課題 A:
以下の本文抜粋について、「CCさくらクリアカード編で結構聞く言葉だと思います。」から「が混同されることがあります。」までの部分を両端も含めてそのまま返してください。

本文抜粋:
^^^^

カードキャプターさくらクリアカード編の謎に関する考察①戻れなくなるの意味

 DMPなんだからデュエマに関係したnoteを書けと思われる人もいらっしゃるかもしれませんが、それでも僕はカードキャプターさくら(以下CCさくら)クリアカード編の考察記事を書きたいと思ったので今回はCCさくらに関する記事を書いていこうと思います。

撫子さんが言った戻れなくなるの意味とさくらの前に現れない理由


 『戻れなくなる』

 CCさくらクリアカード編で結構聞く言葉だと思います。

 言われているキャラクターは二人いて一人は主人公の木之本桜、もう一人は現在クリアカード編に於ける黒幕となっているユナ・D・海渡です。

 それぞれさくら(本編中では彼女の名前は平仮名で表記される為以後このように表記する)が夢の中の不明な声と彼女が小さな頃に亡くなった母の撫子さんに、もう一人の海渡はモモ(彼女については後々別の記事で語っていこうと思います)に言われています。

画像1

画像2

 さて、これら二つとも同じ言葉が使われていることと起こっている事象が同じである為さくらと海渡が置かれている状況が混同されることがあります。

 具体的に言えば海渡は極めて強い力を持つ魔術師でこそあれこの世ならざる者を見る力は無かった筈なのに撫子さんの霊を見ることが出来るようになってしまいました。海渡本人曰く、そうなってしまった理由は撫子さんに近い存在になってしまっているからだそうです。

^^^^

データ:
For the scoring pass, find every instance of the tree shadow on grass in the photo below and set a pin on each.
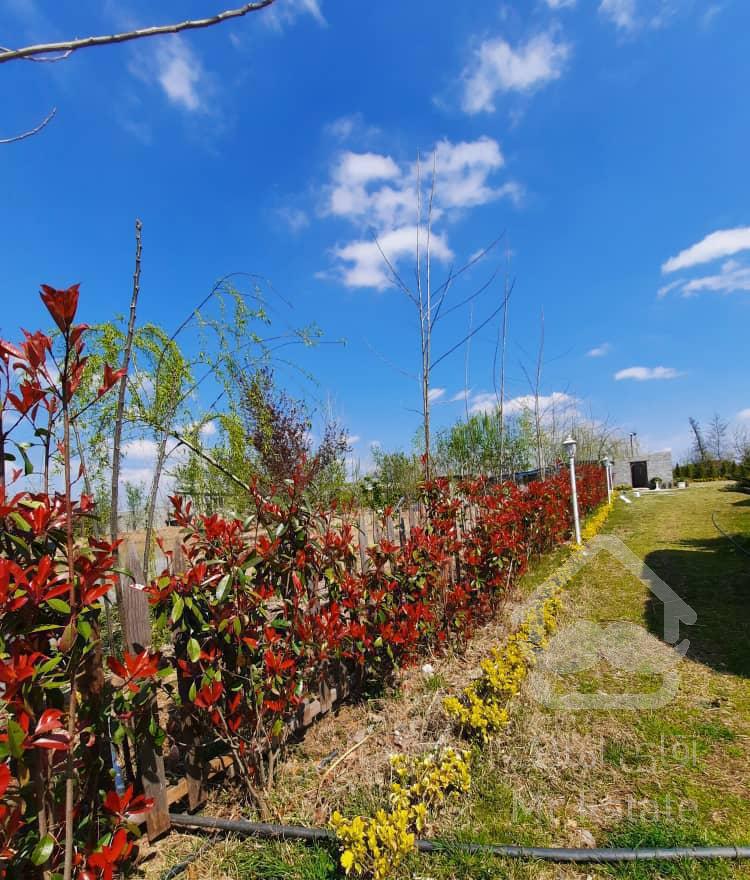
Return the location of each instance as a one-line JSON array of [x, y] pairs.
[[713, 577]]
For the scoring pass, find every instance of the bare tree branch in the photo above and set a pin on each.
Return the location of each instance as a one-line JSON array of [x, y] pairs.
[[32, 131], [470, 335], [68, 46], [51, 60]]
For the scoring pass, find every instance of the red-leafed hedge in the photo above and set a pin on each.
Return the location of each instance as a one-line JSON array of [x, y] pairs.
[[270, 608]]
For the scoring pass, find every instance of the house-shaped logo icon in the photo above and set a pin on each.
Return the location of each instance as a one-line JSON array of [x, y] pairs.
[[627, 647]]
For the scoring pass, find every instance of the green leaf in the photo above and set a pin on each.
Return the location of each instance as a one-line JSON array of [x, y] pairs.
[[49, 665], [20, 521], [43, 850], [16, 736], [178, 605], [223, 588], [194, 650], [28, 467]]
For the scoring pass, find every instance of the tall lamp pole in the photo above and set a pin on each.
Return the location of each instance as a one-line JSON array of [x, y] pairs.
[[607, 462], [569, 446]]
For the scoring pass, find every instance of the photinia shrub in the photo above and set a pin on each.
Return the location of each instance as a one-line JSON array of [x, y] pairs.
[[272, 607], [59, 812]]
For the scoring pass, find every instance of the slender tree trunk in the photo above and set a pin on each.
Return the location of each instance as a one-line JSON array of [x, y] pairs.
[[152, 499], [502, 378], [70, 774], [114, 529]]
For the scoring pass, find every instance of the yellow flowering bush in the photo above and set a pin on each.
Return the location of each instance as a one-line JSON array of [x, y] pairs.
[[374, 848], [481, 710], [594, 523]]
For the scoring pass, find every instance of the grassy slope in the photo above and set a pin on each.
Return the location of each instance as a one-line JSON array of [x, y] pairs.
[[667, 777]]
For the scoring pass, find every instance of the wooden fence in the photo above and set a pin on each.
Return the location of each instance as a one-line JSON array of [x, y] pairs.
[[137, 635]]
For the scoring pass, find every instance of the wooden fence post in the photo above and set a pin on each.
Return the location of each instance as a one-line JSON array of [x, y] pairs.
[[362, 543], [150, 761]]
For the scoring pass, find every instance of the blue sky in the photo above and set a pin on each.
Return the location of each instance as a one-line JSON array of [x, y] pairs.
[[607, 138]]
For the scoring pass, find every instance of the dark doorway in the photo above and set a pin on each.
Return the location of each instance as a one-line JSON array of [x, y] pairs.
[[639, 474]]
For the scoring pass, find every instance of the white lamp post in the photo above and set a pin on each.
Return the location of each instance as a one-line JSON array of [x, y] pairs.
[[607, 462], [569, 446]]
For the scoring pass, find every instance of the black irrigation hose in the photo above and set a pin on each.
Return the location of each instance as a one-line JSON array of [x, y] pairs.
[[548, 854]]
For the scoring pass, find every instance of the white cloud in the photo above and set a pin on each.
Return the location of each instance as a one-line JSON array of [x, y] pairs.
[[284, 12], [622, 13], [666, 288], [140, 450], [378, 195], [180, 73], [557, 402], [174, 65], [599, 350], [723, 243], [645, 374], [362, 265], [497, 67], [732, 277], [631, 15], [295, 218], [350, 127]]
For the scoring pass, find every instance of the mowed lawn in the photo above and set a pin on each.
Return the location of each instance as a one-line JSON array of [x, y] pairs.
[[679, 774]]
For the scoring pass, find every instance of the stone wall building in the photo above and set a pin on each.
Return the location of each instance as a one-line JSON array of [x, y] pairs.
[[640, 469]]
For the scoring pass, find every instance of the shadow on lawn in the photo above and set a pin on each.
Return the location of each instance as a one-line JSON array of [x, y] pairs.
[[713, 577]]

^^^^

課題 B:
上のレコードにある「For the scoring pass, find every instance of the white lamp」を含む行から「218], [350, 127]]」を含む行までを、両端の行も含めて一字一句違えずに打ち直してください。

出力 A:
CCさくらクリアカード編で結構聞く言葉だと思います。

 言われているキャラクターは二人いて一人は主人公の木之本桜、もう一人は現在クリアカード編に於ける黒幕となっているユナ・D・海渡です。

 それぞれさくら(本編中では彼女の名前は平仮名で表記される為以後このように表記する)が夢の中の不明な声と彼女が小さな頃に亡くなった母の撫子さんに、もう一人の海渡はモモ(彼女については後々別の記事で語っていこうと思います)に言われています。

画像1

画像2

 さて、これら二つとも同じ言葉が使われていることと起こっている事象が同じである為さくらと海渡が置かれている状況が混同されることがあります。

出力 B:
For the scoring pass, find every instance of the white lamp post in the photo above and set a pin on each.
Return the location of each instance as a one-line JSON array of [x, y] pairs.
[[607, 462], [569, 446]]
For the scoring pass, find every instance of the black irrigation hose in the photo above and set a pin on each.
Return the location of each instance as a one-line JSON array of [x, y] pairs.
[[548, 854]]
For the scoring pass, find every instance of the white cloud in the photo above and set a pin on each.
Return the location of each instance as a one-line JSON array of [x, y] pairs.
[[284, 12], [622, 13], [666, 288], [140, 450], [378, 195], [180, 73], [557, 402], [174, 65], [599, 350], [723, 243], [645, 374], [362, 265], [497, 67], [732, 277], [631, 15], [295, 218], [350, 127]]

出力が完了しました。